Cláudio Cordovil

Quanto o STF custa para o SUS?

Outros custos são tangíveis em termos financeiros. Devíamos nos habituar a esse cálculo. O campo do direito à saúde é fértil. Calcular quanto o STF custa para o SUS exige observar tanto suas decisões quanto suas não decisões.

Já se pesquisaram bastante os efeitos de decisões do STF sobre saúde. Com base na doutrina da “saúde não tem preço”, o STF interfere na alocação de recursos do SUS e concede tratamentos que não passaram por juízo técnico de custo-efetividade. Decisões judiciais bem intencionadas, sem atentar para a desorganização orçamentária que causam, nem sempre contribuem para promoção eficaz da saúde. E ainda deslegitimam o SUS.

Estima-se que a judicialização da saúde no Brasil custe R$ 7 bilhões ao ano, boa parte com tratamentos considerados ineficazes por gestores do SUS, como mostra Octavio Ferraz em livro novo sobre o tema (“Health as a Human Right”, Cambridge University Press, 2020).

As não decisões do STF também custam. Provam que a jurisprudência do “quem tem doença tem pressa”, como diz Cármen Lúcia, resume-se a palavras sem compromisso. Pressa nunca foi um vício do STF. Muito menos uma virtude.

Gilmar Mendes engavetou caso de 2007 que pode racionalizar a judicialização da saúde no país (RE 566471). O plenário decidiu o recurso em 2020, mas ainda não produziu “tese” para orientar tribunais inferiores. O STF também levou 20 anos para entender que planos de saúde devem reembolsar o SUS por tratamentos de seus clientes na rede pública (ADI 1931). A restrição do teto de gastos sobre o SUS continua na gaveta de Rosa Weber (ADI 5680).

-*-

◆ **Instruções de trabalho**:
• A. Responda, com base no texto sobre o custo do STF para o SUS:
(i) Quanto se estima que a judicialização da saúde no Brasil custe ao ano?
(ii) Quantos anos o STF levou para entender que planos de saúde devem reembolsar o SUS por tratamentos de seus clientes na rede pública?
(iii) Na gaveta de qual ministro continua a restrição do teto de gastos sobre o SUS?
• B. Resuma em duas frases o texto sobre o custo do STF para o SUS.

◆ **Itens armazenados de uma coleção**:
-*-

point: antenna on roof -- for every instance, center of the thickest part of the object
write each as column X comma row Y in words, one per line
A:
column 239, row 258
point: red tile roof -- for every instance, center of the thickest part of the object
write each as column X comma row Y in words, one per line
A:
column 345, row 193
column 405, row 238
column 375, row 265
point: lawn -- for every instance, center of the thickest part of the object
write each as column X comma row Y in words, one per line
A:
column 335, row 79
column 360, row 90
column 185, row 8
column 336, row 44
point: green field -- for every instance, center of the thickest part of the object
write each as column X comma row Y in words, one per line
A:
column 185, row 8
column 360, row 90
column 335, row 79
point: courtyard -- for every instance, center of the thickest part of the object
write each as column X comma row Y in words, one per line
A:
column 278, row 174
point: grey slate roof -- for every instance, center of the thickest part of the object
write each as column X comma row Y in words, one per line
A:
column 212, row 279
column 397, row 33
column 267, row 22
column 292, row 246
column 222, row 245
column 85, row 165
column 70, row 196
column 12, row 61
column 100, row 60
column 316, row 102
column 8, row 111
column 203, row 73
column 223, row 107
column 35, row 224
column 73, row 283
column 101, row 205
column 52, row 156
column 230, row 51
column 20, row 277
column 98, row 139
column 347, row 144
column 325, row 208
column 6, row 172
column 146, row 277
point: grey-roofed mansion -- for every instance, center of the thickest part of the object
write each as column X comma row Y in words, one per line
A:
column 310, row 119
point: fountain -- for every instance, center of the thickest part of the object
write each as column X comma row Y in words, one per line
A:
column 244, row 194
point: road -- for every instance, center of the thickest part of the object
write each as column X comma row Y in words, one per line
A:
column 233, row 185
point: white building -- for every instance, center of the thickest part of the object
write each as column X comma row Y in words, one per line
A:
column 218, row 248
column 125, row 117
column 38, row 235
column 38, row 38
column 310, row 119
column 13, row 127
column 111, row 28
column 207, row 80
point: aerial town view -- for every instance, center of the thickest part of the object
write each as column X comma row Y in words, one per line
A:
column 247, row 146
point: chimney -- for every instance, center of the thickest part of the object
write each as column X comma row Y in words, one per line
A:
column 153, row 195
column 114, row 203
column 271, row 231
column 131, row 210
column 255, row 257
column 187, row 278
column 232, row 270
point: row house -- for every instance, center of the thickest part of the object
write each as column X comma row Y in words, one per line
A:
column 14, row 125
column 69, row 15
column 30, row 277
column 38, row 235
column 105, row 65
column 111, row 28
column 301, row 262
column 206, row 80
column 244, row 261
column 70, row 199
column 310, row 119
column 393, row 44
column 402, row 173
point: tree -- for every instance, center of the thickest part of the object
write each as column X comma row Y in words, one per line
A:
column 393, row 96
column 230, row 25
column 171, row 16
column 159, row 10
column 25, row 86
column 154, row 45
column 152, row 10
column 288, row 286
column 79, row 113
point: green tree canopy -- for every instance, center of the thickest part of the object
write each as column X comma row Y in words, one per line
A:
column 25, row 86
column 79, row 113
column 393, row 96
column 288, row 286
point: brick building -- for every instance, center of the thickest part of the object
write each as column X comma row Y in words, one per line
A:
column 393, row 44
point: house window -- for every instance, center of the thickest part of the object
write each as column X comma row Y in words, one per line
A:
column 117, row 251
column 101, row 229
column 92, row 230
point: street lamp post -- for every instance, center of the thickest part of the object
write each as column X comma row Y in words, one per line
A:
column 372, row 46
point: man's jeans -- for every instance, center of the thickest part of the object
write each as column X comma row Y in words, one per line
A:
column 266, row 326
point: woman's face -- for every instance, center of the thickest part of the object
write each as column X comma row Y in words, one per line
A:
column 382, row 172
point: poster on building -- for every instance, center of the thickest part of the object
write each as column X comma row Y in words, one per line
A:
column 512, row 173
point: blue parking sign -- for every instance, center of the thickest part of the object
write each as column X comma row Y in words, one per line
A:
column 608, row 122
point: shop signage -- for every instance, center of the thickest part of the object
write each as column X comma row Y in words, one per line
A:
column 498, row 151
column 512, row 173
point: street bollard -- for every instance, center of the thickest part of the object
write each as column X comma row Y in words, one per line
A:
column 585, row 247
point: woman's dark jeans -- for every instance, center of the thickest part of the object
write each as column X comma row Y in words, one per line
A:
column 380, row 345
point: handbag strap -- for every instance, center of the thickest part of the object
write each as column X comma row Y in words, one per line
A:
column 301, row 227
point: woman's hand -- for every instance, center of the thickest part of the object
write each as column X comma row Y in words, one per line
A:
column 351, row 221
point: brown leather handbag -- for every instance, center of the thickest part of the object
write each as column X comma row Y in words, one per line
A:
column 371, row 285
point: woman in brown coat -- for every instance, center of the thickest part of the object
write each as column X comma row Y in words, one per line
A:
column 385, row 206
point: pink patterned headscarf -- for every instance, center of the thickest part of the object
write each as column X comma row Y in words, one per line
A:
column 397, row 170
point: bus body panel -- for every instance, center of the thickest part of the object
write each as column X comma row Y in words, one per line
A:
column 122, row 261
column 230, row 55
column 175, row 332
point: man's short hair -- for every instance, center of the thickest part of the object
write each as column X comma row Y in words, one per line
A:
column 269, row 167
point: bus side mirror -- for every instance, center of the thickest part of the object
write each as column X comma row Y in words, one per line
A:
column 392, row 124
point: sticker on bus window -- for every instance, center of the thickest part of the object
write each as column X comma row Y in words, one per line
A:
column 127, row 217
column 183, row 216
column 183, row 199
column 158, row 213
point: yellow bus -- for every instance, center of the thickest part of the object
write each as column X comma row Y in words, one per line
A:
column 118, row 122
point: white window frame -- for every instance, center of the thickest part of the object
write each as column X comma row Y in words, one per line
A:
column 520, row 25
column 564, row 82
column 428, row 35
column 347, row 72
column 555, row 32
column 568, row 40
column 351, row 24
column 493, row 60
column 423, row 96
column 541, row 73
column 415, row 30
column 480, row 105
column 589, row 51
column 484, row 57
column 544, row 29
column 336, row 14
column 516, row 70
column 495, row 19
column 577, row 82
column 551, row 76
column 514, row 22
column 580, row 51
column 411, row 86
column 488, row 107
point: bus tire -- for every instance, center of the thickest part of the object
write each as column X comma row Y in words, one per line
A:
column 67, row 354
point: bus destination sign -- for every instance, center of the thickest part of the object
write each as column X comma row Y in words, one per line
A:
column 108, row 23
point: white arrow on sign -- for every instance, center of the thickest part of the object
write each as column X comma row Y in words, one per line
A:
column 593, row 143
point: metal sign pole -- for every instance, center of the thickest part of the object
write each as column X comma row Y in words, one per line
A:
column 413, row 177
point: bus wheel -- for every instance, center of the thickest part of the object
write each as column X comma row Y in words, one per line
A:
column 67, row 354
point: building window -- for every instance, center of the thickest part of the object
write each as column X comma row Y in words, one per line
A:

-*-

◆ **Respostas às tarefas**:
• A.
(i) R$ 7 bilhões ao ano.
(ii) 20 anos.
(iii) Na gaveta de Rosa Weber (ADI 5680).

• B. Calcular quanto o STF custa para o SUS exige observar tanto suas decisões quanto suas não decisões. Com base na doutrina da "saúde não tem preço", o tribunal interfere na alocação de recursos do SUS e concede tratamentos sem juízo técnico de custo-efetividade, e a demora em julgar casos, como os que ficaram anos na gaveta, também custa.